> _WHAT IS REQUIRED_:
Look below for the line containing "[point_request]", then write out that line and every line after it to the end, exactly, minus the pictures.
[START RECORDS FOR THIS EXERCISE]
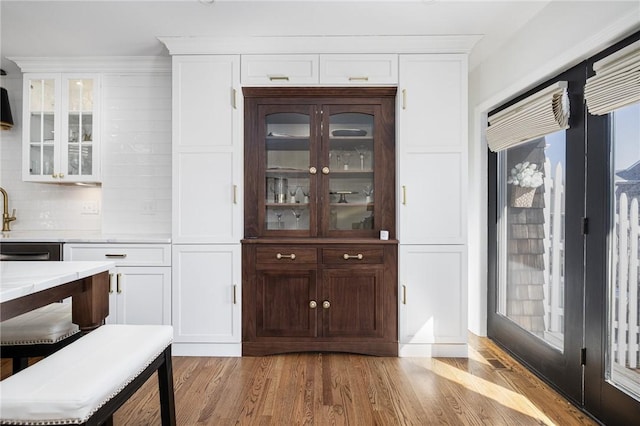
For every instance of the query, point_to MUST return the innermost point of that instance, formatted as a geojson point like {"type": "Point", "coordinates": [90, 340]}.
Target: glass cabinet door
{"type": "Point", "coordinates": [42, 126]}
{"type": "Point", "coordinates": [289, 186]}
{"type": "Point", "coordinates": [350, 152]}
{"type": "Point", "coordinates": [79, 136]}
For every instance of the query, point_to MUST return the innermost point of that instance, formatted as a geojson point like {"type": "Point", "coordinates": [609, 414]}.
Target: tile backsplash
{"type": "Point", "coordinates": [135, 196]}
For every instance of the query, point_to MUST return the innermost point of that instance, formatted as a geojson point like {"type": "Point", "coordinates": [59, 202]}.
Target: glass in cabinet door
{"type": "Point", "coordinates": [80, 128]}
{"type": "Point", "coordinates": [351, 177]}
{"type": "Point", "coordinates": [288, 184]}
{"type": "Point", "coordinates": [42, 105]}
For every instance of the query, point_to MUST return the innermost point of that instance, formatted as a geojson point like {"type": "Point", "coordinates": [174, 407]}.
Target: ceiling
{"type": "Point", "coordinates": [130, 28]}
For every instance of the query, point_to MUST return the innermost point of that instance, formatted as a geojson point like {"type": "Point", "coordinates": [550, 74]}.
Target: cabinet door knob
{"type": "Point", "coordinates": [358, 256]}
{"type": "Point", "coordinates": [291, 256]}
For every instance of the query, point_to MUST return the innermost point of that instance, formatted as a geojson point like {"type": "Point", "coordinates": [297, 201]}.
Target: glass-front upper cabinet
{"type": "Point", "coordinates": [319, 164]}
{"type": "Point", "coordinates": [60, 128]}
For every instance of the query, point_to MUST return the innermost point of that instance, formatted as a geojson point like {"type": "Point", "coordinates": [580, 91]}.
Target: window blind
{"type": "Point", "coordinates": [616, 83]}
{"type": "Point", "coordinates": [544, 112]}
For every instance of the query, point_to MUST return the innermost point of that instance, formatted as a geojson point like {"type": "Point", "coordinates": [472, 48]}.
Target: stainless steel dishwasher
{"type": "Point", "coordinates": [30, 251]}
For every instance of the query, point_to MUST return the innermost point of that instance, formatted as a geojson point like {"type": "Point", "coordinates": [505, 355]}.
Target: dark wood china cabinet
{"type": "Point", "coordinates": [319, 188]}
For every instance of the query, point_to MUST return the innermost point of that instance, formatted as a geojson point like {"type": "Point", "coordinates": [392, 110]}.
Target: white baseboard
{"type": "Point", "coordinates": [207, 349]}
{"type": "Point", "coordinates": [439, 350]}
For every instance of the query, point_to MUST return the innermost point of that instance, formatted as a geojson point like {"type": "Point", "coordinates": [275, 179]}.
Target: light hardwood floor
{"type": "Point", "coordinates": [488, 388]}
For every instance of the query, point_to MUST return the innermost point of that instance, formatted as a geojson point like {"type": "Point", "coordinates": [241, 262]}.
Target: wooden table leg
{"type": "Point", "coordinates": [91, 306]}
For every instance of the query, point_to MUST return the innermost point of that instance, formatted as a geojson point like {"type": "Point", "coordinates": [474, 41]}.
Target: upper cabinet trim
{"type": "Point", "coordinates": [180, 45]}
{"type": "Point", "coordinates": [97, 64]}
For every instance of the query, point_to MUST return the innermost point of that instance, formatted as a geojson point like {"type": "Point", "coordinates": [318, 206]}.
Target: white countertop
{"type": "Point", "coordinates": [22, 278]}
{"type": "Point", "coordinates": [81, 237]}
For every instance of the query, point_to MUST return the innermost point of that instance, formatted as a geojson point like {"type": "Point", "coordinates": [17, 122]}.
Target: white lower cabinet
{"type": "Point", "coordinates": [140, 287]}
{"type": "Point", "coordinates": [433, 300]}
{"type": "Point", "coordinates": [207, 299]}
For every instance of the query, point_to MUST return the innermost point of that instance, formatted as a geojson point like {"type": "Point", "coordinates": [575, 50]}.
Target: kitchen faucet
{"type": "Point", "coordinates": [6, 219]}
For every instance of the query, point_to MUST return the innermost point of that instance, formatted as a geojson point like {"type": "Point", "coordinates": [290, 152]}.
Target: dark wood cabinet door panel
{"type": "Point", "coordinates": [284, 303]}
{"type": "Point", "coordinates": [352, 303]}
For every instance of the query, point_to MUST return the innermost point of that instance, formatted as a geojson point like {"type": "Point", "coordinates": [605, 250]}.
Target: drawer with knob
{"type": "Point", "coordinates": [286, 255]}
{"type": "Point", "coordinates": [352, 255]}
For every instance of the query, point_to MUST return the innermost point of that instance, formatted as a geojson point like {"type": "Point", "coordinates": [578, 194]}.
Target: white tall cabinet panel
{"type": "Point", "coordinates": [433, 285]}
{"type": "Point", "coordinates": [206, 297]}
{"type": "Point", "coordinates": [432, 188]}
{"type": "Point", "coordinates": [207, 204]}
{"type": "Point", "coordinates": [139, 288]}
{"type": "Point", "coordinates": [432, 141]}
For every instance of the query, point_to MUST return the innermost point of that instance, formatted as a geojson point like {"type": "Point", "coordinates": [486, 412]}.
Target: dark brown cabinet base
{"type": "Point", "coordinates": [319, 295]}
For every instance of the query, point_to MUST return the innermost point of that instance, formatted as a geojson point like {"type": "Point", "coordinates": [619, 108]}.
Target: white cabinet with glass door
{"type": "Point", "coordinates": [61, 128]}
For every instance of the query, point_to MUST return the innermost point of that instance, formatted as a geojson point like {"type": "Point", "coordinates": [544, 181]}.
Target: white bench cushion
{"type": "Point", "coordinates": [70, 385]}
{"type": "Point", "coordinates": [49, 324]}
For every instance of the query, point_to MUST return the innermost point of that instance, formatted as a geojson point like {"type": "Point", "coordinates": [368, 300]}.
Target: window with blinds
{"type": "Point", "coordinates": [543, 113]}
{"type": "Point", "coordinates": [616, 83]}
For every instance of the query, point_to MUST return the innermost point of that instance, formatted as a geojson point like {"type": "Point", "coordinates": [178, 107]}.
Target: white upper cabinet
{"type": "Point", "coordinates": [323, 70]}
{"type": "Point", "coordinates": [61, 130]}
{"type": "Point", "coordinates": [279, 70]}
{"type": "Point", "coordinates": [359, 69]}
{"type": "Point", "coordinates": [432, 160]}
{"type": "Point", "coordinates": [207, 149]}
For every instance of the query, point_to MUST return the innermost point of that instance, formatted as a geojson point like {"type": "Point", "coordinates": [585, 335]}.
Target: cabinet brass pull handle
{"type": "Point", "coordinates": [358, 256]}
{"type": "Point", "coordinates": [291, 256]}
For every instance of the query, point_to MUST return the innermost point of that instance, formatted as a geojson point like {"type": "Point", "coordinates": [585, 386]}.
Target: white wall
{"type": "Point", "coordinates": [135, 197]}
{"type": "Point", "coordinates": [560, 36]}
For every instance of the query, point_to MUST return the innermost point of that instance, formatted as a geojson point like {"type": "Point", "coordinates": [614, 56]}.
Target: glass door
{"type": "Point", "coordinates": [536, 292]}
{"type": "Point", "coordinates": [623, 295]}
{"type": "Point", "coordinates": [288, 191]}
{"type": "Point", "coordinates": [42, 126]}
{"type": "Point", "coordinates": [79, 135]}
{"type": "Point", "coordinates": [350, 142]}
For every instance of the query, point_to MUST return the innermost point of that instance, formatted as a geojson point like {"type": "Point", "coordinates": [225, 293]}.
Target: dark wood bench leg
{"type": "Point", "coordinates": [165, 384]}
{"type": "Point", "coordinates": [20, 363]}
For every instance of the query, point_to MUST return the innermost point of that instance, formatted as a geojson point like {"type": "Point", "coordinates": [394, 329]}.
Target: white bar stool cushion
{"type": "Point", "coordinates": [70, 385]}
{"type": "Point", "coordinates": [49, 324]}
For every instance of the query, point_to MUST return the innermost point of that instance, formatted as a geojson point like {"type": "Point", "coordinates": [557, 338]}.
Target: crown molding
{"type": "Point", "coordinates": [191, 45]}
{"type": "Point", "coordinates": [101, 64]}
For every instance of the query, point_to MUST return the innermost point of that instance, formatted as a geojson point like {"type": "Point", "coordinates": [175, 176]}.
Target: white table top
{"type": "Point", "coordinates": [19, 279]}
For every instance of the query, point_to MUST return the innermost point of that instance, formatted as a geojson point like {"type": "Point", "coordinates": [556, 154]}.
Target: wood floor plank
{"type": "Point", "coordinates": [487, 388]}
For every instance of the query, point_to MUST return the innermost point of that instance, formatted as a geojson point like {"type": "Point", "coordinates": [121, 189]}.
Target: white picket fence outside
{"type": "Point", "coordinates": [553, 254]}
{"type": "Point", "coordinates": [624, 345]}
{"type": "Point", "coordinates": [625, 350]}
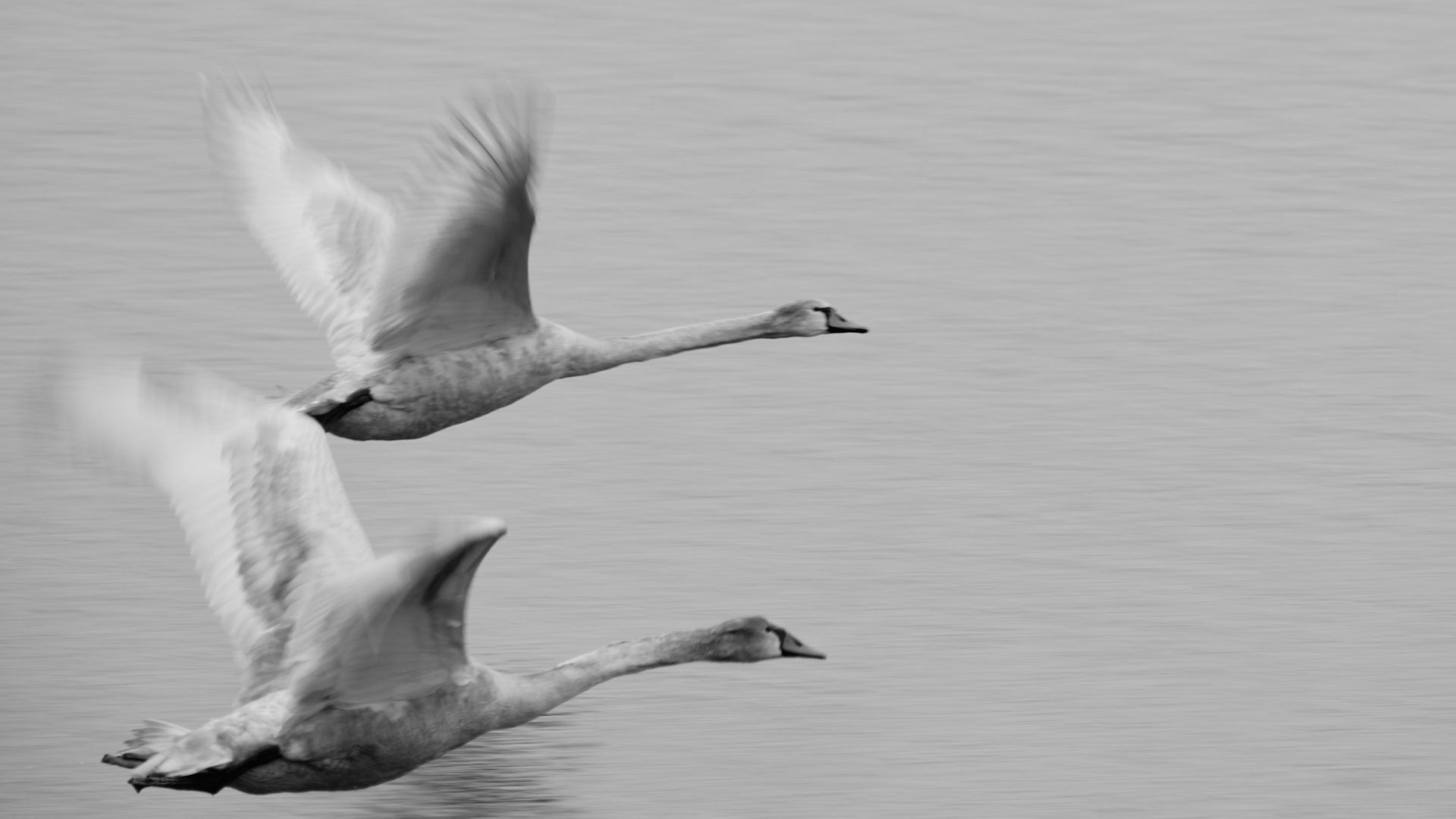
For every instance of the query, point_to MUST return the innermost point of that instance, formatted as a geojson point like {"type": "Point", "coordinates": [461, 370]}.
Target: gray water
{"type": "Point", "coordinates": [1134, 502]}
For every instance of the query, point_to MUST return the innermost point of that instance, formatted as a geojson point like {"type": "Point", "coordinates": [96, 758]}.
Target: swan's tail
{"type": "Point", "coordinates": [172, 757]}
{"type": "Point", "coordinates": [146, 742]}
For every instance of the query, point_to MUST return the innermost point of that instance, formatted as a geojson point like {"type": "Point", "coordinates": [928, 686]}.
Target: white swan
{"type": "Point", "coordinates": [427, 305]}
{"type": "Point", "coordinates": [354, 667]}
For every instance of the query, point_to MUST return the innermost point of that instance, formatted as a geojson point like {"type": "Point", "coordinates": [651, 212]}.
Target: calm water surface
{"type": "Point", "coordinates": [1136, 502]}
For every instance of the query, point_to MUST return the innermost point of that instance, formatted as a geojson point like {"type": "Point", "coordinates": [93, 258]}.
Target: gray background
{"type": "Point", "coordinates": [1136, 502]}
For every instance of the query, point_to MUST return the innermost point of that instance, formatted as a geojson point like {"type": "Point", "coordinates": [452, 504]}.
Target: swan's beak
{"type": "Point", "coordinates": [791, 648]}
{"type": "Point", "coordinates": [840, 324]}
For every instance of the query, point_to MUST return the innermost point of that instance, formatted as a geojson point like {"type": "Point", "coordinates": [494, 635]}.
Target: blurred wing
{"type": "Point", "coordinates": [392, 630]}
{"type": "Point", "coordinates": [459, 265]}
{"type": "Point", "coordinates": [327, 234]}
{"type": "Point", "coordinates": [254, 485]}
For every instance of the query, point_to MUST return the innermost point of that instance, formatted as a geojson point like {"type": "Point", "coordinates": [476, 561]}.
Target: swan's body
{"type": "Point", "coordinates": [354, 665]}
{"type": "Point", "coordinates": [427, 303]}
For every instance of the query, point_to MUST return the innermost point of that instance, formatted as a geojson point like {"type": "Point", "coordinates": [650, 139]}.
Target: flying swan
{"type": "Point", "coordinates": [425, 302]}
{"type": "Point", "coordinates": [354, 665]}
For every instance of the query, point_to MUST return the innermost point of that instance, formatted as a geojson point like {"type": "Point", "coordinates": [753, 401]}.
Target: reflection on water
{"type": "Point", "coordinates": [501, 774]}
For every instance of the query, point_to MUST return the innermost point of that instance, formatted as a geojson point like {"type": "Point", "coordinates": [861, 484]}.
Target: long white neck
{"type": "Point", "coordinates": [596, 354]}
{"type": "Point", "coordinates": [530, 695]}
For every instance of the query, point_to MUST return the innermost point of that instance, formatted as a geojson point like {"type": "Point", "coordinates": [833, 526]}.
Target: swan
{"type": "Point", "coordinates": [425, 303]}
{"type": "Point", "coordinates": [354, 665]}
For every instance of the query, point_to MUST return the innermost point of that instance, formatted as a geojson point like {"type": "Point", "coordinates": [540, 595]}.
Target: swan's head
{"type": "Point", "coordinates": [753, 639]}
{"type": "Point", "coordinates": [810, 316]}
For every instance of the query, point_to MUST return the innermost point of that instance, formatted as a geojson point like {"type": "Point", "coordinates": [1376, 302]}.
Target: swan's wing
{"type": "Point", "coordinates": [392, 630]}
{"type": "Point", "coordinates": [327, 232]}
{"type": "Point", "coordinates": [254, 485]}
{"type": "Point", "coordinates": [457, 267]}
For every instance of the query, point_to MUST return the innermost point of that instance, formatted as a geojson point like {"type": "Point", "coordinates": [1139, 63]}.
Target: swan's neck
{"type": "Point", "coordinates": [541, 692]}
{"type": "Point", "coordinates": [596, 354]}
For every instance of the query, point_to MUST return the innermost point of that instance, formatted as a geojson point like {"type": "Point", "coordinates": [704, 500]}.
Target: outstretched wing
{"type": "Point", "coordinates": [254, 485]}
{"type": "Point", "coordinates": [392, 630]}
{"type": "Point", "coordinates": [457, 268]}
{"type": "Point", "coordinates": [327, 234]}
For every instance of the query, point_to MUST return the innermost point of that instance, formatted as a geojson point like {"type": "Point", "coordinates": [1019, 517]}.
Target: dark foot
{"type": "Point", "coordinates": [331, 419]}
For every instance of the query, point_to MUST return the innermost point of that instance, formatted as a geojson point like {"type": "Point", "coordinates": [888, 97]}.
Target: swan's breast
{"type": "Point", "coordinates": [425, 394]}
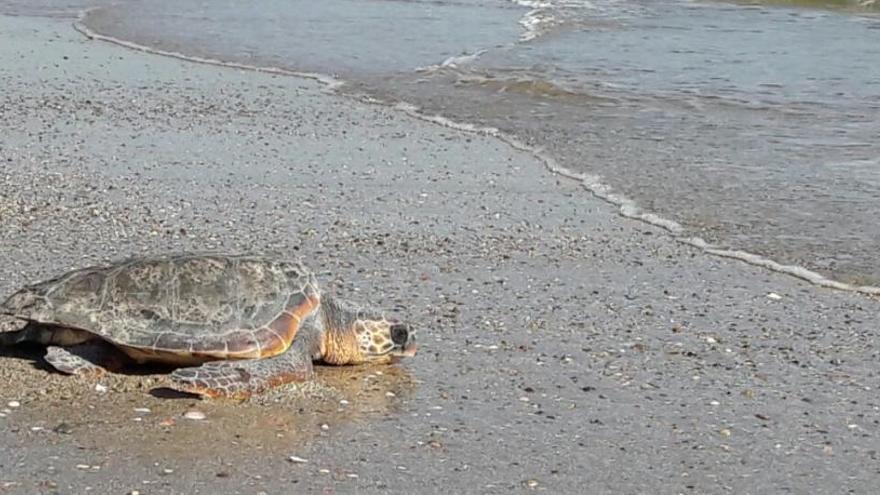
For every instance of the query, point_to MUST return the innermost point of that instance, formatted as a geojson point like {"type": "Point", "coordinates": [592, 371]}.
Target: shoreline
{"type": "Point", "coordinates": [563, 346]}
{"type": "Point", "coordinates": [626, 207]}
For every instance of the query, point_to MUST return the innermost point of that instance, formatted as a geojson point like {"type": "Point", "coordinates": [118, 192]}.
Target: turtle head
{"type": "Point", "coordinates": [358, 336]}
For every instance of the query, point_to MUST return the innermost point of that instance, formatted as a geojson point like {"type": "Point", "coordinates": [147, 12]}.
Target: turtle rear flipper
{"type": "Point", "coordinates": [242, 378]}
{"type": "Point", "coordinates": [91, 359]}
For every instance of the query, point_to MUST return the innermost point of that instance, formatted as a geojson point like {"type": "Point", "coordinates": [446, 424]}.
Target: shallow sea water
{"type": "Point", "coordinates": [754, 126]}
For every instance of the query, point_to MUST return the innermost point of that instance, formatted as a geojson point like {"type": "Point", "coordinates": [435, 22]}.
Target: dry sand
{"type": "Point", "coordinates": [564, 349]}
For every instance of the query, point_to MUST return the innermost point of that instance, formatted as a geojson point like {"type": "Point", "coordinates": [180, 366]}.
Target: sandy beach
{"type": "Point", "coordinates": [564, 349]}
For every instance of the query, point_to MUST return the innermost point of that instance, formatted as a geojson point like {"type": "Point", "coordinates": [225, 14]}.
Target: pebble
{"type": "Point", "coordinates": [195, 415]}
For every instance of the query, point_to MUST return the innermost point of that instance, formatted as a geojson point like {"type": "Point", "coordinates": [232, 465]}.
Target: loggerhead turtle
{"type": "Point", "coordinates": [233, 325]}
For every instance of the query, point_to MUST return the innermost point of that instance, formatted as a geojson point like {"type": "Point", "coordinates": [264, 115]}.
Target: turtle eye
{"type": "Point", "coordinates": [400, 334]}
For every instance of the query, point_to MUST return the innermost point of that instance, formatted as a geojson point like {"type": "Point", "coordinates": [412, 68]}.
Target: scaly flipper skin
{"type": "Point", "coordinates": [243, 378]}
{"type": "Point", "coordinates": [80, 360]}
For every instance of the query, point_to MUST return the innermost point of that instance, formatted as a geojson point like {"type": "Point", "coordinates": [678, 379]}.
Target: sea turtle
{"type": "Point", "coordinates": [234, 325]}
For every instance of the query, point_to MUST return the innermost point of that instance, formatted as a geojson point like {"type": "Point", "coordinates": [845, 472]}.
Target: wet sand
{"type": "Point", "coordinates": [564, 348]}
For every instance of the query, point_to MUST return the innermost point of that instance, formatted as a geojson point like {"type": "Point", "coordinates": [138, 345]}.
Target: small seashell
{"type": "Point", "coordinates": [195, 415]}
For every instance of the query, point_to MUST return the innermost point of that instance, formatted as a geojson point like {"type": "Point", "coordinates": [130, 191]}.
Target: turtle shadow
{"type": "Point", "coordinates": [32, 353]}
{"type": "Point", "coordinates": [170, 393]}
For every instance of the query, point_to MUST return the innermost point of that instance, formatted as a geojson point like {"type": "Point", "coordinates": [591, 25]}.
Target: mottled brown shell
{"type": "Point", "coordinates": [193, 306]}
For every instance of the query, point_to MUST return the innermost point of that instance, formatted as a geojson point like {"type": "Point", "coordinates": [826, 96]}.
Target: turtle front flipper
{"type": "Point", "coordinates": [91, 359]}
{"type": "Point", "coordinates": [240, 379]}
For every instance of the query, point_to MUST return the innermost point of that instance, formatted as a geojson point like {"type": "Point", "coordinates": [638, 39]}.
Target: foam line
{"type": "Point", "coordinates": [626, 207]}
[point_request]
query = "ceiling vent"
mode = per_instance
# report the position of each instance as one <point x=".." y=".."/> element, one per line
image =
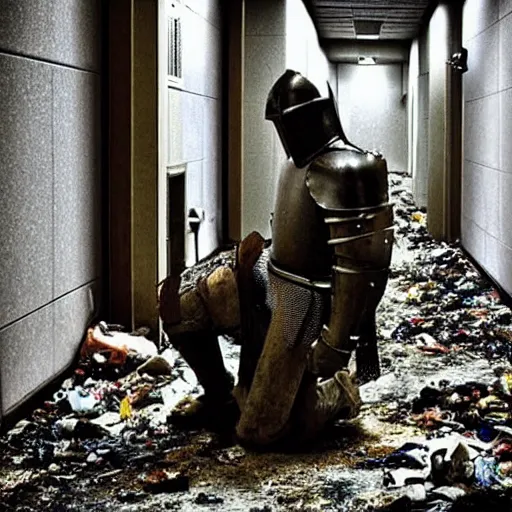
[END RECORDS FOR THIS EXERCISE]
> _OUTPUT OF THE TASK_:
[point_request]
query = "ceiling vent"
mode = per_instance
# report the position of each instance as one <point x=".." y=".."/> element, one per line
image =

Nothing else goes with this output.